Records for this task:

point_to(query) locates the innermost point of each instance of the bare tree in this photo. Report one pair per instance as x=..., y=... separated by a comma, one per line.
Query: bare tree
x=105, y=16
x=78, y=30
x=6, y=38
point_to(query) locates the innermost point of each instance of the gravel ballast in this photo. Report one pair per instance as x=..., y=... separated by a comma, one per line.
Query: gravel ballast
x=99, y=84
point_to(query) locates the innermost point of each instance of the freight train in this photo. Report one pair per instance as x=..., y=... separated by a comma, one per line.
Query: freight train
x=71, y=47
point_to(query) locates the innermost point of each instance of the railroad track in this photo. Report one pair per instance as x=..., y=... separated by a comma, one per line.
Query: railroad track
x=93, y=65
* * *
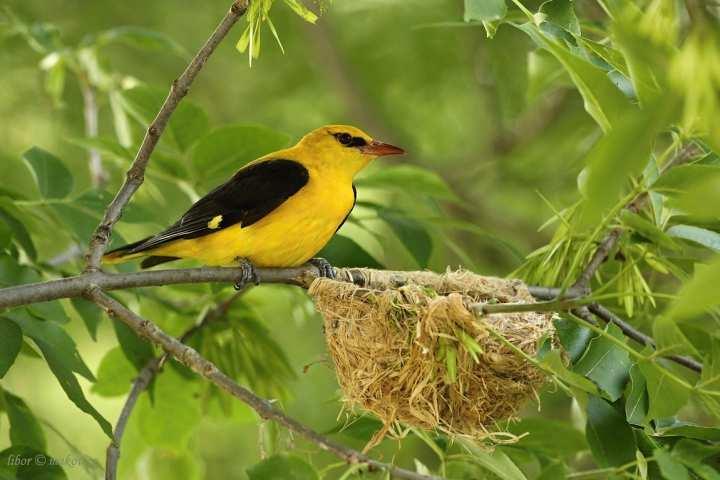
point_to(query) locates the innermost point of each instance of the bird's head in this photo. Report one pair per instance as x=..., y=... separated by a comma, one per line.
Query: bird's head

Directions:
Select each line in the items above that contains the word "tree" and copy those lines out in full.

Answer to the problem:
point_to(query) locates the innermost point of each instance of the bare tree in this photo. Report one pair per instance as x=..., y=... separated by a comma, one per line.
Query: bare tree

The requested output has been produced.